- **Exercise**: Every record must be written out once more, with nothing added or omitted.

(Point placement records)
====================

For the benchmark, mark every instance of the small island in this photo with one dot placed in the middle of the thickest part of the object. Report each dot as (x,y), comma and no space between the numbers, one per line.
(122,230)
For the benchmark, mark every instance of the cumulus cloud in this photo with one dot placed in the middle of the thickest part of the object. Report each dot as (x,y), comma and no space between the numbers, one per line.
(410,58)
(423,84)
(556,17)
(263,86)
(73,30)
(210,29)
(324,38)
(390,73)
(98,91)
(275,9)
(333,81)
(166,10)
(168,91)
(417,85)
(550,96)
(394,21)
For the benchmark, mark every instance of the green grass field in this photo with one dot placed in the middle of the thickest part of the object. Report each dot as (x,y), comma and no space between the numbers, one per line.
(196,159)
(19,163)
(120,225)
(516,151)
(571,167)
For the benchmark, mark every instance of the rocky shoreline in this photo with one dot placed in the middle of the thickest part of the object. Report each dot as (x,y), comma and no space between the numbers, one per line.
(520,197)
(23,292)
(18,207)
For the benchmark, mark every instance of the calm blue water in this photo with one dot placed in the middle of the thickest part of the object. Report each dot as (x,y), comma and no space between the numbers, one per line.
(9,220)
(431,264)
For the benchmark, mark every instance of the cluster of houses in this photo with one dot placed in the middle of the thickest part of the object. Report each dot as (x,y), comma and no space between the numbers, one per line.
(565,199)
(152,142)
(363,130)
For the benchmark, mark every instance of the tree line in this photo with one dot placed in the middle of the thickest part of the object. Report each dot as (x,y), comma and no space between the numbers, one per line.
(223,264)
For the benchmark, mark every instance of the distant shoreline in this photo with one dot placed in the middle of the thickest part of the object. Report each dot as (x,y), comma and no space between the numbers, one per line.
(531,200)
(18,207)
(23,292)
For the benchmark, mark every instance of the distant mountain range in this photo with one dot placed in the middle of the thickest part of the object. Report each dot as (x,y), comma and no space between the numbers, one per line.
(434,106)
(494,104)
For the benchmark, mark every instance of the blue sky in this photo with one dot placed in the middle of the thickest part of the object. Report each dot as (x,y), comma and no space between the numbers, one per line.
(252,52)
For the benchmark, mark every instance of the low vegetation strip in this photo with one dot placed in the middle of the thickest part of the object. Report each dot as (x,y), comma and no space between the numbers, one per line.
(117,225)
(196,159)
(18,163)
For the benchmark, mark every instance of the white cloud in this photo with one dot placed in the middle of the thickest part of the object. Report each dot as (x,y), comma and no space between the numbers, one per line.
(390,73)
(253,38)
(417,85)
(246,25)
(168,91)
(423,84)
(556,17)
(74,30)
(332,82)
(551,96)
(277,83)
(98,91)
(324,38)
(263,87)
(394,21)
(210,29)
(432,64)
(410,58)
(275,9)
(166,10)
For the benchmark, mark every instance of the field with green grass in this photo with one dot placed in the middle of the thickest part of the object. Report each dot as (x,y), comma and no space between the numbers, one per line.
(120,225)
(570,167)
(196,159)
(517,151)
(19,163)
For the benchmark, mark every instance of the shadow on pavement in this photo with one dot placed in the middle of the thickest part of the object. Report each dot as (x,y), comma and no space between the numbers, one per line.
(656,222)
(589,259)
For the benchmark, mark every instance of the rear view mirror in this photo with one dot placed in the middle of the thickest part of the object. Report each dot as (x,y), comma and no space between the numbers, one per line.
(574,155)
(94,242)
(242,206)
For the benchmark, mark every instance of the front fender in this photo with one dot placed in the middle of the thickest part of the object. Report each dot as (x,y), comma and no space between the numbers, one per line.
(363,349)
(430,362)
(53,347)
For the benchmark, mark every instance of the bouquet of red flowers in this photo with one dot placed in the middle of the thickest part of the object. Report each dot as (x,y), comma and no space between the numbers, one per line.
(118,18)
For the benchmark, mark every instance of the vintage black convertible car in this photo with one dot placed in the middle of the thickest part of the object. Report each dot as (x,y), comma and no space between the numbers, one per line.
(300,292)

====================

- **Answer to the task**:
For the benchmark, mark every instance of the small island in this photo with one dot placed in the middle of the thickest part of the object. Report each dot as (x,y), comma and no space between the numbers, one per line.
(122,230)
For the benchmark, mark every instance of the cumulus cloud in this photo with one dot placed in the middle of the thickest part of the object. Report each dot as (x,y), comma and no space between the numbers, one per line.
(410,58)
(423,84)
(556,17)
(263,86)
(73,30)
(210,29)
(324,38)
(390,73)
(98,91)
(275,9)
(333,81)
(166,10)
(168,91)
(417,85)
(550,96)
(394,21)
For the benchmark, mark every instance of the green grass field in this photo with one dot placed in the middle of the thickest part of the object. Report each dot as (x,y), comma and no space between the numbers, one per line.
(196,159)
(19,163)
(120,225)
(516,151)
(571,167)
For the benchmark, mark every instance of the rocky shoreline in this photo with one dot placed in the middle of the thickest part of the object. Report each dot as (x,y), comma and no space between the numbers, one per line.
(520,197)
(23,292)
(18,207)
For the benchmark, mark every instance of the calm blue water in this photo with one dot placed in the middle of the thickest part of the object. Report each dot as (x,y), comma and no space between the numbers, one per line.
(9,220)
(431,264)
For the benchmark, mark every instance of the cluster of houses in this photo with one dot placed in the middle of the thickest part of the object. Report each dot as (x,y), comma and no space between the numbers, one per line.
(565,199)
(152,142)
(363,130)
For the benchmark, mark every instance of the tree line in this photo with one dot placed in the middle of the thickest part of the object. Report each dot as (x,y), comma and no space between the numbers, one per line.
(223,264)
For the benchmark, mark every instance of the distant shoreline in this photo with one dot placed in the middle of the thickest part of the object. Report each dot as (x,y), comma and no space between the numbers, one per line.
(531,200)
(18,207)
(23,292)
For the benchmark, mark every instance of the distant mountain range in this photo with one dot placed in the middle of the thickest part of the object. Report each dot as (x,y), comma and no space between the numbers, one per line.
(434,106)
(494,104)
For the benchmark, mark every instance of the blue sky in this photo with one dot placed in the middle of the thickest part of the object. Report each dot as (x,y), comma and no space between the numbers, one per line.
(252,52)
For the benchmark, mark every instance of the low vegetation strip in this photo with one dot placed in the middle of the thickest part of the object. Report each dot as (x,y), comma and no space between the numbers, one per line.
(117,225)
(196,159)
(18,163)
For the benchmark, mark every instance of the white cloud in this photo with one dot placed in the middle of the thickest part of the object. Report each dot as (x,y), comma and no space between the numbers, one per line.
(390,73)
(253,38)
(417,85)
(246,25)
(168,91)
(423,84)
(556,17)
(74,30)
(332,82)
(551,96)
(277,83)
(98,91)
(324,38)
(263,87)
(394,21)
(210,29)
(432,64)
(410,58)
(275,9)
(166,10)
For the benchmark, mark every instance of the field with green grass in this photo with one dot placed in the middle of the thickest part of the object. Report each dot as (x,y), comma and no space between the numbers, one per line.
(120,225)
(570,167)
(196,159)
(517,151)
(19,163)
For the benchmark, mark every instance of the shadow on pavement in this photo with one dot placed in the middle of the thickest part of the object. Report each dot as (x,y), comma and no space between the numbers, one per line.
(656,222)
(589,259)
For the benchmark, mark every instance of the rear view mirror in this photo with one dot placed in the middle of the thickest part of the object. Report each dot as (x,y), comma and no space between the numbers, one per line.
(574,155)
(94,242)
(242,206)
For the benchmark, mark every instance of the front fender in this photo with one dot placed in the middle of the thickest part of the object. Report each dot as (x,y), comma and no space between the numbers, one per line.
(363,349)
(430,362)
(53,347)
For the benchmark, mark every instance of the bouquet of red flowers in this photo with one dot placed in the middle of the thickest part of the object. Report each dot as (x,y), comma and no space between the numbers, one per line.
(118,18)
For the benchmark, mark every instance of the vintage black convertible car in this photo with one dot placed in the middle of the thickest part of the object. Report each dot as (x,y), comma and no space between the numbers, one per line.
(300,292)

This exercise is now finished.